- [제시된 항목]:
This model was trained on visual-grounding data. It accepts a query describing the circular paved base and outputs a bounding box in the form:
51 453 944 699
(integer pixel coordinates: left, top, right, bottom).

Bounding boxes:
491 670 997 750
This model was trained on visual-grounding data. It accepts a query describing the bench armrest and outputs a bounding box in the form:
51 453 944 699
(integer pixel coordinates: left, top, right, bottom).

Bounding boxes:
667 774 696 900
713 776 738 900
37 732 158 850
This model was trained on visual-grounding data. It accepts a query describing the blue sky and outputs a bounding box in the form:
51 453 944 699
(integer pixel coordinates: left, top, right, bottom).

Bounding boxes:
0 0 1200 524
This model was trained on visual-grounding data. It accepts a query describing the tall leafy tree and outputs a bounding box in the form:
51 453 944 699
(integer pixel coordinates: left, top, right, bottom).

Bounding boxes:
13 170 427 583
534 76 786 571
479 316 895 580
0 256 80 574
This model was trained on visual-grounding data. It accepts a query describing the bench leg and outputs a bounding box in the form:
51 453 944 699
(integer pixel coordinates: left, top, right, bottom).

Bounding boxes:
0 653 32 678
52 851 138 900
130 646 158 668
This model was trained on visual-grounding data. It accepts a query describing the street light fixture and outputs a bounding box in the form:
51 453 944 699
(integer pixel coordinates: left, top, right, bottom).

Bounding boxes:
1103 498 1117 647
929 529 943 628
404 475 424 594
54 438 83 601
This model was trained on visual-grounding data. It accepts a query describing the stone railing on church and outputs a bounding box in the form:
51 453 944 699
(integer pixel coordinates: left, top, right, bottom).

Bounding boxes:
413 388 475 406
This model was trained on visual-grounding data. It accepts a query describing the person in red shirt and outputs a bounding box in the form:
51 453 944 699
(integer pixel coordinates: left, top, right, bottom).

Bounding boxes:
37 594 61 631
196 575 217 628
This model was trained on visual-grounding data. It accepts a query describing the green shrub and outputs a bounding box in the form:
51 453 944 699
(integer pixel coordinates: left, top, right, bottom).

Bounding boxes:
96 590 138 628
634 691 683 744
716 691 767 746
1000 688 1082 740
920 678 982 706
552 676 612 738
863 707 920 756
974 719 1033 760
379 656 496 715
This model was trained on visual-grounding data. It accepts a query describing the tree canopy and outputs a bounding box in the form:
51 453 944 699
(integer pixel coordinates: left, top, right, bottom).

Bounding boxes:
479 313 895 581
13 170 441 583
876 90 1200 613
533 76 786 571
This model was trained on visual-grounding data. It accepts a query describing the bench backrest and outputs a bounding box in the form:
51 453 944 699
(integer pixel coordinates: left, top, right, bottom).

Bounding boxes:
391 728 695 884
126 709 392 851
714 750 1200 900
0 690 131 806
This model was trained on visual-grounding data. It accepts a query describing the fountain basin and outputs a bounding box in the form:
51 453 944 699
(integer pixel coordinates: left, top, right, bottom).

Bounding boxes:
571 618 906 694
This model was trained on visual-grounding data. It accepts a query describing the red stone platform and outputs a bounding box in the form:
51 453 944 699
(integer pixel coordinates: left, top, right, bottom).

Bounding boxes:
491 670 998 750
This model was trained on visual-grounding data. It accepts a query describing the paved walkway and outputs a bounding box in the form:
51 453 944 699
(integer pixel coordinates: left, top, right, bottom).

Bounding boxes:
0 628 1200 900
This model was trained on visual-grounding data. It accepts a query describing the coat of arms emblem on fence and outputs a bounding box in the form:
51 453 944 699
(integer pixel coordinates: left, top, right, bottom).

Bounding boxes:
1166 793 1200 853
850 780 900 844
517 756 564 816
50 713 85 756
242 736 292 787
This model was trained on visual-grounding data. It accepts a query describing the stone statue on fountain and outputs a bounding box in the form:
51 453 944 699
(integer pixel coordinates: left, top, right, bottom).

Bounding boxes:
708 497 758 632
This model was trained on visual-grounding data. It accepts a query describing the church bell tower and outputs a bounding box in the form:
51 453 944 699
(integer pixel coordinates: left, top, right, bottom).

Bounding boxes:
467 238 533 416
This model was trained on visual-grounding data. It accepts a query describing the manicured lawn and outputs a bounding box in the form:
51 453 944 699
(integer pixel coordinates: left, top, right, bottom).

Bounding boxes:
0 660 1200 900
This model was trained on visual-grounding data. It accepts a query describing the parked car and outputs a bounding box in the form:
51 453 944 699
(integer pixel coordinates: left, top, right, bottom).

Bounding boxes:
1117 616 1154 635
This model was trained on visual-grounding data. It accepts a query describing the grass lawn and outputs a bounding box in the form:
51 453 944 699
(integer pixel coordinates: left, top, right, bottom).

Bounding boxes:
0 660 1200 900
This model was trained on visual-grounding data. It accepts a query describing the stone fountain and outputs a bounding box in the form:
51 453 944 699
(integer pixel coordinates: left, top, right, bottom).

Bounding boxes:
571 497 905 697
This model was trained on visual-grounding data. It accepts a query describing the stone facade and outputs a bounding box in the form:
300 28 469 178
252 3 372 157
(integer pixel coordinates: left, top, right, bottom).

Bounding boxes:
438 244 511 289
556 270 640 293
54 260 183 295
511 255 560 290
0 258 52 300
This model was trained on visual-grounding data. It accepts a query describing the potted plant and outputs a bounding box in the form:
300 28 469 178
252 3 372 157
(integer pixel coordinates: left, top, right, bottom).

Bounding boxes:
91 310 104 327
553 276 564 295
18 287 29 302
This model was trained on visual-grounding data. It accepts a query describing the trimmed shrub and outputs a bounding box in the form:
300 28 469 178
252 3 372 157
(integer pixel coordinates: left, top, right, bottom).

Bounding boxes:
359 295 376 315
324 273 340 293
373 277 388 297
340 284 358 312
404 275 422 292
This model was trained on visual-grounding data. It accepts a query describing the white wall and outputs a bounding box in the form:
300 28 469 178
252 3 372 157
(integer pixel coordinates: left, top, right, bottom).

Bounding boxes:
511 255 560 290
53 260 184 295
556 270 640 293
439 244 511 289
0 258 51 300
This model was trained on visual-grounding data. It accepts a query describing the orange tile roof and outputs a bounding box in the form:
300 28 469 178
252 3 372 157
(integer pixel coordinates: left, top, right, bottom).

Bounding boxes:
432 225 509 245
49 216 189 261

- [문제 제시]: 위의 모든 항목을 다시 쓰되, "pixel coordinates"를 "image coordinates"로 바꾸고 나머지는 그대로 두세요.

- [최종 결과]:
This model was trained on visual-grounding data. It accepts a query describing the circular paved base and outputs a bounding box in the form:
51 453 944 699
(integer image coordinates: left, top, right, bottom).

Bounding boxes:
491 670 997 750
This model was trained on visual-grounding data. It accepts a query describing the bench armrest and outputs a bounding box in the form:
51 453 944 699
(integer image coordinates: left, top, right, bottom).

Bounding boxes:
667 774 696 900
713 776 738 900
37 732 158 850
This model was trained on visual-grounding data. It accepts a query describing the blue sky and outputs a bounding box in the form:
51 453 944 699
(integer image coordinates: left, top, right, bottom).

Bounding boxes:
0 0 1200 524
This model was trained on visual-grounding data. It accepts a query describing the tall leafy tree and outputs a bounding box in the form:
51 453 944 699
(integer image coordinates: left, top, right, bottom).

Bounding boxes:
13 170 427 583
534 76 786 571
479 316 895 580
0 256 80 574
This model was trained on visual-grounding data. It accepts a query describing the bench leg and outputs a bounding box in the form:
51 453 944 699
(integer image coordinates: left, top, right, bottom).

Bounding boxes:
0 653 32 678
52 851 138 900
130 646 158 668
This model was trained on visual-grounding data. It accepts a query describing the street light fixture and outputs a bounding box in the form:
51 453 944 699
(integer image coordinates: left, top, right, bottom).

Bounding boxes:
1103 498 1117 647
929 529 943 628
404 475 424 594
54 438 83 601
This model was trained on visual-grounding data. It accepts a query describing the stone railing on church and outputs a bounding box in the form:
51 453 944 699
(integer image coordinates: left, top, right, bottom).

Bounding boxes:
413 388 475 406
This model was trained on visual-grounding data. It accepts a query describing the person in red shirt and outputs a bounding box in the form:
51 453 944 699
(integer image coordinates: left, top, right, bottom).

Bounding boxes:
37 594 61 631
196 575 217 628
This model was trained on visual-grounding data. It accepts a query describing the green shrub and outputs a bounding box in the form:
51 453 944 699
(integer image coordinates: left, top, right, bottom).

Bounding boxes:
96 590 138 628
634 691 683 744
716 691 767 746
1000 688 1082 740
920 678 982 706
552 676 612 738
863 707 920 756
974 719 1033 760
379 656 496 715
This model was trained on visual-grounding data. It accepts a query describing the tree canopy and outputs a bounding box in the form:
51 453 944 699
(integer image coordinates: left, top, right, bottom).

Bounding boxes:
479 313 895 581
13 170 441 583
876 90 1200 613
533 76 786 571
This model was trained on visual-grounding data. It accepts a query describing the bench backrest and outputs a bounding box in the form:
51 453 944 699
(integer image coordinates: left, top, right, bottom).

Bounding boxes:
391 728 695 884
126 709 392 851
714 750 1200 900
0 690 131 806
This model was trained on visual-grounding data. It accepts a query describing the fountain basin and outputs a bounding box in the form:
51 453 944 699
(integer image coordinates: left, top, right, bottom).

Bounding boxes:
571 618 906 694
This model was trained on visual-grounding data. It accepts a query describing the red stone platform and outputs a bounding box in the form:
51 453 944 699
(integer image coordinates: left, top, right, bottom).

Bounding boxes:
491 670 998 750
This model was trained on visual-grounding data. It accepts a query describing the paved walkway and outputs a bounding box in the form:
51 453 944 699
(integer image coordinates: left, top, right, bottom).

Bounding boxes:
0 628 1200 900
This model was trained on visual-grounding data. It accepts a query describing the coat of arms emblem on fence and outputs a bounding box in the form:
51 453 944 699
(integer image coordinates: left, top, right, bottom).

Bounding boxes:
1166 793 1200 853
850 780 900 844
517 756 564 816
50 713 85 756
242 736 292 787
This model was trained on visual-grounding data. It accepts a query describing the stone statue on fountain and outputs a bounding box in the form:
51 453 944 699
(integer image coordinates: left, top, right, bottom).

Bounding boxes:
708 497 758 632
This model was trained on visual-grounding data. It accepts a query describing the church bell tower and outputs a bounding box in the form:
51 453 944 699
(integer image coordinates: left, top, right, bottom).

Bounding boxes:
467 238 533 416
This model was trained on visual-grounding data. It accepts a query describing the manicured lawn and outputs a bounding box in the form:
51 453 944 699
(integer image coordinates: left, top, right, bottom).

Bounding boxes:
0 660 1200 900
This model was trained on visual-grounding data. It accepts a query describing the parked car and outputs a bounding box in the form:
51 453 944 699
(integer image coordinates: left, top, right, bottom).

Bounding boxes:
1117 616 1154 635
This model was trained on visual-grounding data. It accepts a query describing the grass lawn and outputs a bounding box in the form:
51 453 944 699
(integer image coordinates: left, top, right, bottom).

Bounding boxes:
0 660 1200 900
This model was trained on visual-grounding data. It accepts a query describing the stone fountain and outputs a bounding box in the form:
51 453 944 699
(integer image coordinates: left, top, right, bottom).

Bounding boxes:
571 497 905 697
This model was trained on visual-grounding data. It accepts a query describing the stone facade and outputs a bounding box in the form:
300 28 469 178
252 3 372 157
(integer image coordinates: left, top, right, bottom).

Bounding boxes:
438 244 511 289
556 270 640 293
54 260 183 295
511 255 560 290
0 258 52 300
This model was trained on visual-grounding data. It accepts a query describing the potted plant and outputs a bounding box in the form:
300 28 469 178
252 3 372 157
(integer image coordinates: left, top, right, bottom).

Bounding boxes:
91 310 104 327
553 276 564 295
18 287 29 302
This model was trained on visual-grounding data. It accepts a query describing the trimmed shrub and outputs a bounding box in the form:
300 28 469 178
252 3 372 157
(integer image coordinates: left, top, right, bottom).

Bounding boxes:
359 295 376 315
324 273 340 293
373 277 388 297
340 284 358 312
404 275 422 292
This model was trained on visual-grounding data. It accepts a query describing the white wall and outputs a bounding box in the form:
300 28 469 178
252 3 372 157
(integer image coordinates: left, top, right, bottom).

Bounding boxes:
511 255 560 290
53 260 184 295
556 270 640 293
439 244 511 289
0 258 51 300
This model was trained on visual-grounding data. It accepts a query describing the orange tile roof and outputs a bounding box in the form:
300 28 469 178
252 3 372 157
(integer image coordinates: left, top, right, bottom).

Bounding boxes:
432 225 509 245
49 216 189 261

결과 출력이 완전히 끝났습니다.